### Trecho
....
Quase como um ombudsman, o autor da música critica o jornalismo por noticiar tragédias sem se importar verdadeiramente com o sofrimento das vítimas (quase sempre gente pobre).
Em uma escala muitas vezes maior do que o cenário da favela carioca em que vivia “Joana de tal”, é possível confirmar nos nossos dias a tese de Haroldo Barbosa em nível planetário, no conflito entre Israel e Hamas.
A imprensa brasileira consegue a proeza de relatar diariamente a guerra sem dar a verdadeira dimensão da dor dos palestinos, que assistem a cada momento milhares de civis sendo massacrados por Israel.
A terrível dor dos israelenses que perderam 1.400 parentes e amigos assassinados pelos terroristas do Hamas, no dia 7 de outubro, tem sido relatada na midia várias vezes – e os jornalistas têm toda razão em fazê-lo. Também a angústia dos que esperam a volta dos mais de 200 reféns levados pelo grupo é mostrada diariamente, de forma acertada.
Do outro lado, porém, a devastação causada pelos israelenses em Gaza é exibida nas TVs e nos sites quase que exclusivamente pelo ponto de vista do governo de Benjamin Netanyahu. “Israel anuncia que vai iniciar ataque por terra”, “Israel informa que matou líder do Hamas”, “Israel nega que tenha atacado hospital”… O sujeito da frase é quase sempre o mesmo no noticiário.
O número de mortes ou os detalhes sobre os bombardeios a hospitais e escolas de Gaza, relatados pelo Ministério da Saúde, sob controle do Hamas, são sempre divulgados pela imprensa com a ressalva: “Não foi possível confirmar as informações”.
Por que os veículos de comunicação duvidam somente de um dos lados? A imprensa pode considerar confiáveis os dados de um governo liderado por alguém como Netanyahu? Pode dar credibilidade ao que diz a equipe do presidente Isaac Herzog, capaz de dizer abertamente que não há civis inocentes em Gaza?
....
### O que fazer
1. Reescreva em forma de lista o parágrafo do texto sobre a cobertura da guerra que começa com "A terrível dor dos israelenses", conservando os fatos principais.
2. Liste todas as frases do noticiário que o texto sobre a cobertura da guerra cita como exemplos de Israel no papel de sujeito.
O material a seguir não tem relação com o trecho.

[Registros salvos]
....
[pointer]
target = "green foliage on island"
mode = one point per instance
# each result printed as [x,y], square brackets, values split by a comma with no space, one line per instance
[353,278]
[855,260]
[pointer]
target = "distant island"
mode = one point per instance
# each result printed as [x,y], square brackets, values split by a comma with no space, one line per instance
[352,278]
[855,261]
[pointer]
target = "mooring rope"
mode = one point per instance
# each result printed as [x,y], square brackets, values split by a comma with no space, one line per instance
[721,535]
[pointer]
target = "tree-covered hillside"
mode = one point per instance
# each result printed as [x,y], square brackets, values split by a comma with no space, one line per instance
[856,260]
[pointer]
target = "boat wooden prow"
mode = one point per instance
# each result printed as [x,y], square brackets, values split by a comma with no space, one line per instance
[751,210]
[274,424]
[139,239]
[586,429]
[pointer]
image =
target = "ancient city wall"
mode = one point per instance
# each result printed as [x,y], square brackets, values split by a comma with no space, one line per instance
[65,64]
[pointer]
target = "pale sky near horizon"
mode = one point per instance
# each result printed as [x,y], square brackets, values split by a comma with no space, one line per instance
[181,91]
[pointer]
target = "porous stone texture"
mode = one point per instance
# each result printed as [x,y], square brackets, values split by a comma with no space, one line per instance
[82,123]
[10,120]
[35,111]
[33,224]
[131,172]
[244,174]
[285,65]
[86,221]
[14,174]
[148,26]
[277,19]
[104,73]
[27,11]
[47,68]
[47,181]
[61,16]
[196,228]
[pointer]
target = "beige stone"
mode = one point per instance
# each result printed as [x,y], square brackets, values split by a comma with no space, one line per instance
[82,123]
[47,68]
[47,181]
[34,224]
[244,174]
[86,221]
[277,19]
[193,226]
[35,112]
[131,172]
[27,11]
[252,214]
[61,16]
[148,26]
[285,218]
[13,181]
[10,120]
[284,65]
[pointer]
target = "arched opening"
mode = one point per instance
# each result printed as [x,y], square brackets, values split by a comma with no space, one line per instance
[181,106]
....
### Respostas
1.
- A mídia tem relatado várias vezes, com toda razão, a dor dos israelenses que perderam 1.400 parentes e amigos, assassinados pelos terroristas do Hamas em 7 de outubro.
- A imprensa mostra diariamente, de forma acertada, a angústia dos que esperam a volta dos mais de 200 reféns levados pelo grupo.

2.
- "Israel anuncia que vai iniciar ataque por terra"
- "Israel informa que matou líder do Hamas"
- "Israel nega que tenha atacado hospital"